* START Extracted records *
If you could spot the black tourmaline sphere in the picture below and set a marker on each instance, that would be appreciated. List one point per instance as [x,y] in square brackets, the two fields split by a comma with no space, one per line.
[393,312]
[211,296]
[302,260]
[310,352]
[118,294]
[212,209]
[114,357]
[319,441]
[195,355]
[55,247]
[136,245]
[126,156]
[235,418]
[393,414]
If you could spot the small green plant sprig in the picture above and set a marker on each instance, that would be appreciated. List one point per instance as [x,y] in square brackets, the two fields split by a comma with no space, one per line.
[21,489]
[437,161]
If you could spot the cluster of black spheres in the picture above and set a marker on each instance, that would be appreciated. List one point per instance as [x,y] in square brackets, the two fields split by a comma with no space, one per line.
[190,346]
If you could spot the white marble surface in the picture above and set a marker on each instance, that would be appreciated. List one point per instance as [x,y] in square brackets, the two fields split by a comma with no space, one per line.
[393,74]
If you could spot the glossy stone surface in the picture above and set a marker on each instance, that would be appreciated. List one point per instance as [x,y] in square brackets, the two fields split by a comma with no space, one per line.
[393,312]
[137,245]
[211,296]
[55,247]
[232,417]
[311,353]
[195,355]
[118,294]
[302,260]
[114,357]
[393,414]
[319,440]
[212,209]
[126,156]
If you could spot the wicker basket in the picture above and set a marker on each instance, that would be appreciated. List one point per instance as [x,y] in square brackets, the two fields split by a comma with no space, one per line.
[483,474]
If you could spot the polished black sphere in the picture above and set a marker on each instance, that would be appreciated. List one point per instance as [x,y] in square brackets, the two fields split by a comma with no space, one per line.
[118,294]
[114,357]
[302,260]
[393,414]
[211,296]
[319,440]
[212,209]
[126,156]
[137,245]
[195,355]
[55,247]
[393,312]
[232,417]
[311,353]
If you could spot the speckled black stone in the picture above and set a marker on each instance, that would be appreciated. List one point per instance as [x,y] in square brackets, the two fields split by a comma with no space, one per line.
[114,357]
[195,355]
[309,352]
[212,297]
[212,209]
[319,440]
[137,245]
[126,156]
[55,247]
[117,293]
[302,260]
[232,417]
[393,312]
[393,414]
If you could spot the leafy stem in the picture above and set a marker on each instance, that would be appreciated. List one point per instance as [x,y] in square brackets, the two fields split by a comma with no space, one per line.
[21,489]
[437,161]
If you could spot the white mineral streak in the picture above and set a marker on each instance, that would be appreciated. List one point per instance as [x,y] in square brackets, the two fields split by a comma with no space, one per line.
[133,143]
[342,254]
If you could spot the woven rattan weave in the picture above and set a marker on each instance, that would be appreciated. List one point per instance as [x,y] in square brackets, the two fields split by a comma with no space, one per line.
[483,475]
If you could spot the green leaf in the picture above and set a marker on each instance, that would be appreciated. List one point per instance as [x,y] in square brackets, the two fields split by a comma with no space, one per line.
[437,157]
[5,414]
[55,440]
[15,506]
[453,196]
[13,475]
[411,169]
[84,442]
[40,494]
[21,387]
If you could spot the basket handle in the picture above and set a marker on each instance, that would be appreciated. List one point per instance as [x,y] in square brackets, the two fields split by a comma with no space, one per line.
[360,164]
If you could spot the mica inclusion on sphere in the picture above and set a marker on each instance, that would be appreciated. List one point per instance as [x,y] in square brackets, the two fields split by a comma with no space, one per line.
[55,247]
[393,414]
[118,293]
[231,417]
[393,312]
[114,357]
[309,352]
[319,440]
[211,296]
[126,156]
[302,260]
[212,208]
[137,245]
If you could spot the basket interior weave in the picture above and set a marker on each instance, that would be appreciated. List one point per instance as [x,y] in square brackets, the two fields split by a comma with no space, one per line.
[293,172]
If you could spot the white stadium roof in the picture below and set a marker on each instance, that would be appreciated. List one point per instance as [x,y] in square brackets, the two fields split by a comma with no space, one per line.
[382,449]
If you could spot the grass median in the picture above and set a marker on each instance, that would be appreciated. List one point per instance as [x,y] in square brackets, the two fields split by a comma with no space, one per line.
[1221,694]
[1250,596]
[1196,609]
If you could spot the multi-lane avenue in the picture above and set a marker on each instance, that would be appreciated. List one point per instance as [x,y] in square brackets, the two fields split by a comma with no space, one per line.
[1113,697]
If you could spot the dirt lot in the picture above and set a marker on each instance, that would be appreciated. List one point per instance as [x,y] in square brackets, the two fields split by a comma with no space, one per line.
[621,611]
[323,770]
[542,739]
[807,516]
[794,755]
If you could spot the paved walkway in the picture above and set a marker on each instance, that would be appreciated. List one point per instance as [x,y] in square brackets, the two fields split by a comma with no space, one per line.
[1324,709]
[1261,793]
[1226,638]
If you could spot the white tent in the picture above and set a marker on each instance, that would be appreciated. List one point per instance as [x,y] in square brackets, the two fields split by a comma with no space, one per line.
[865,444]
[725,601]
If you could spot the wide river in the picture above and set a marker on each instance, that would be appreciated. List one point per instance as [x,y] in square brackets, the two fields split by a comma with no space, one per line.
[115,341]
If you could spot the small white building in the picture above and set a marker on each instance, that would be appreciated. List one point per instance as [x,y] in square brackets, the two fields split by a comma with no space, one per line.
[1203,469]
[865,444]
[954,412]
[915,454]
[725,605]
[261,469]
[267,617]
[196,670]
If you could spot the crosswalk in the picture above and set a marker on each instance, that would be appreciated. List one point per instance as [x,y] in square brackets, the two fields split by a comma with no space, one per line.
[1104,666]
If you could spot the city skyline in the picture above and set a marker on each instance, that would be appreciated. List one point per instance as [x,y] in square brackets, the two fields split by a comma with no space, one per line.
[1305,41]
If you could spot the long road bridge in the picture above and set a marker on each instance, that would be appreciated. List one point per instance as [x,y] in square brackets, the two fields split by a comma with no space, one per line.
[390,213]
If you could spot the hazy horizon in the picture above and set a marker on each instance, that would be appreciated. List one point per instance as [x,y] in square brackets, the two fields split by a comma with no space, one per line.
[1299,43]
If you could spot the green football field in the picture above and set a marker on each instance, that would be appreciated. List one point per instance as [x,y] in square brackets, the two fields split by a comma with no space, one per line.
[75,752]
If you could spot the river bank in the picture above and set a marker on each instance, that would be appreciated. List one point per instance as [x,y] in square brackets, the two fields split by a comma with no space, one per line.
* END Extracted records *
→ **Description of the task**
Using the material above, extract the line that contains "If you could spot the city" and every line after it, exactly as given; stop at the last line.

→ **Problem solution**
If you could spot the city skyline in the picture above and set a marker on each instance, that would be appreciated. List one point per instance as [x,y] in square brackets, the two fields split by a comma with no space, one per line.
[1305,41]
If you could spot the long road bridge in the picture above and set a marker on each instance, that would be appreciated. List one point per instance as [x,y] in square brackets, the two fields split by a comma with no space, one per line.
[390,213]
If you could spot the hazy horizon in the picture above and set a marker on each instance, that would be appreciated. List one point per instance as [x,y] in square brackets, the two fields split by a comma with no space, one per line.
[1299,43]
If you could spot the green football field in the picture above and set a marker on each instance, that would be appreciated. List one point per instance as [x,y] in square brackets, the two fields split by a comma with no space, one per line.
[75,752]
If you could spot the river bank in the picture above and set a marker on each instance, that would be appreciated. List one point per instance as [x,y] in square brackets, the two fields split by a comma with no space, one per line.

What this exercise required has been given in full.